▶ _WHAT YOU NEED TO DO_
**a)** Decide whether each statement below agrees with the post on Crookes v. Newton, answering yes or no and quoting the deciding words of the post: (i) The court held that hyperlinking counts as publication. (ii) Under the traditional rule, the form the defendant's act takes is irrelevant. (iii) To prove publication, a plaintiff must show that the defamatory meaning reached at least two third parties.
**b)** Carry on the post about Crookes v. Newton from the point where it stops.

Wednesday, October 19, 2011
Crookes v. Newton - Newton Wins - Hyperlinking is Not publication
The Supreme Court of Canada has ruled that Newton wins and hyperlinking is not "publication". Analysis to follow. Here's the headnote:
Per Binnie, LeBel, Abella, Charron, Rothstein and Cromwell JJ.: To prove the publication element of defamation, a plaintiff must establish that the defendant has, by any act, conveyed defamatory meaning to a single third party who has received it. Traditionally, the form the defendant’s act takes and the manner in which it assists in causing the defamatory content to reach the third party are irrelevant. Applying this traditional rule to hyperlinks, however, would have the effect of creating a presumption of liability for all hyperlinkers. This would seriously restrict the flow of information on the Internet and, as a result, freedom of expression.

▶ _GIVEN DATA_

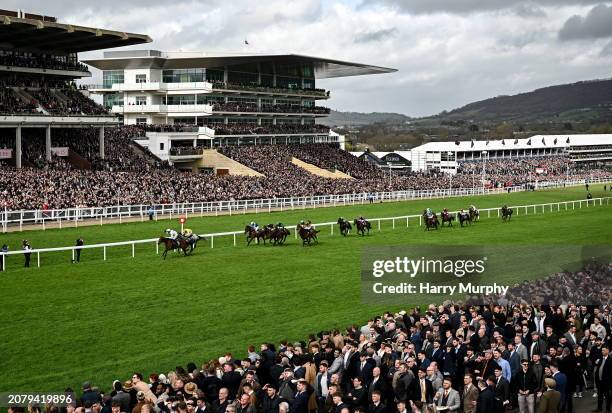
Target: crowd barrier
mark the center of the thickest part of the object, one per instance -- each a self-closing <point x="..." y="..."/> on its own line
<point x="488" y="212"/>
<point x="72" y="216"/>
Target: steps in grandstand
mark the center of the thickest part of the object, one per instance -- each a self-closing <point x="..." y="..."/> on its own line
<point x="315" y="170"/>
<point x="222" y="165"/>
<point x="27" y="98"/>
<point x="77" y="161"/>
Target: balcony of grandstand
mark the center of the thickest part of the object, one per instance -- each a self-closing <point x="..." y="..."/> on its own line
<point x="254" y="129"/>
<point x="253" y="107"/>
<point x="253" y="87"/>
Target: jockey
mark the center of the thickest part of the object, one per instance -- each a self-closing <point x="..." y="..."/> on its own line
<point x="172" y="234"/>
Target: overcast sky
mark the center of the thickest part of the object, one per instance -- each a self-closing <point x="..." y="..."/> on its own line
<point x="448" y="52"/>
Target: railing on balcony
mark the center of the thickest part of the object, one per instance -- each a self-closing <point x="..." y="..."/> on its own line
<point x="264" y="89"/>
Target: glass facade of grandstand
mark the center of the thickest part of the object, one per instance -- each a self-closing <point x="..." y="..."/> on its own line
<point x="276" y="101"/>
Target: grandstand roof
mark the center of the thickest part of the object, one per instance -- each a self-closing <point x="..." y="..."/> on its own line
<point x="42" y="33"/>
<point x="323" y="68"/>
<point x="536" y="141"/>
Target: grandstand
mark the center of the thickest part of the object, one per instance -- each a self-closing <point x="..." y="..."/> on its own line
<point x="448" y="157"/>
<point x="38" y="68"/>
<point x="229" y="99"/>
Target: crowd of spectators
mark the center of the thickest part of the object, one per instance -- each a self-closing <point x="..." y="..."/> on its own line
<point x="285" y="128"/>
<point x="593" y="284"/>
<point x="64" y="101"/>
<point x="269" y="89"/>
<point x="31" y="60"/>
<point x="472" y="358"/>
<point x="11" y="103"/>
<point x="253" y="107"/>
<point x="130" y="174"/>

▶ _ANSWERS TO THE EXERCISES_
**a)**
(i) No: "hyperlinking is not "publication""
(ii) Yes: "Traditionally, the form the defendant’s act takes and the manner in which it assists in causing the defamatory content to reach the third party are irrelevant."
(iii) No: "conveyed defamatory meaning to a single third party who has received it"

**b)**
Hyperlinks are, in essence, references, which are fundamentally different from other acts of “publication”. Hyperlinks and references both communicate that something exists, but do not, by themselves, communicate its content. They both require some act on the part of a third party before he or she gains access to the content. The fact that access to that content is far easier with hyperlinks than with footnotes does not change the reality that a hyperlink, by itself, is content neutral. Furthermore, inserting a hyperlink into a text gives the author no control over the content in the secondary article to which he or she has linked.
A hyperlink, by itself, should never be seen as “publication” of the content to which it refers. When a person follows a hyperlink to a secondary source that contains defamatory words, the actual creator or poster of the defamatory words in the secondary material is the person who is publishing the libel. Only when a hyperlinker presents content from the hyperlinked material in a way that actually repeats the defamatory content, should that content be considered to be “published” by the hyperlinker.
Here, nothing on N’s page is itself alleged to be defamatory. Since the use of a hyperlink cannot, by itself, amount to publication even if the hyperlink is followed and the defamatory content is accessed, N has not published the defamatory content and C’s action cannot succeed.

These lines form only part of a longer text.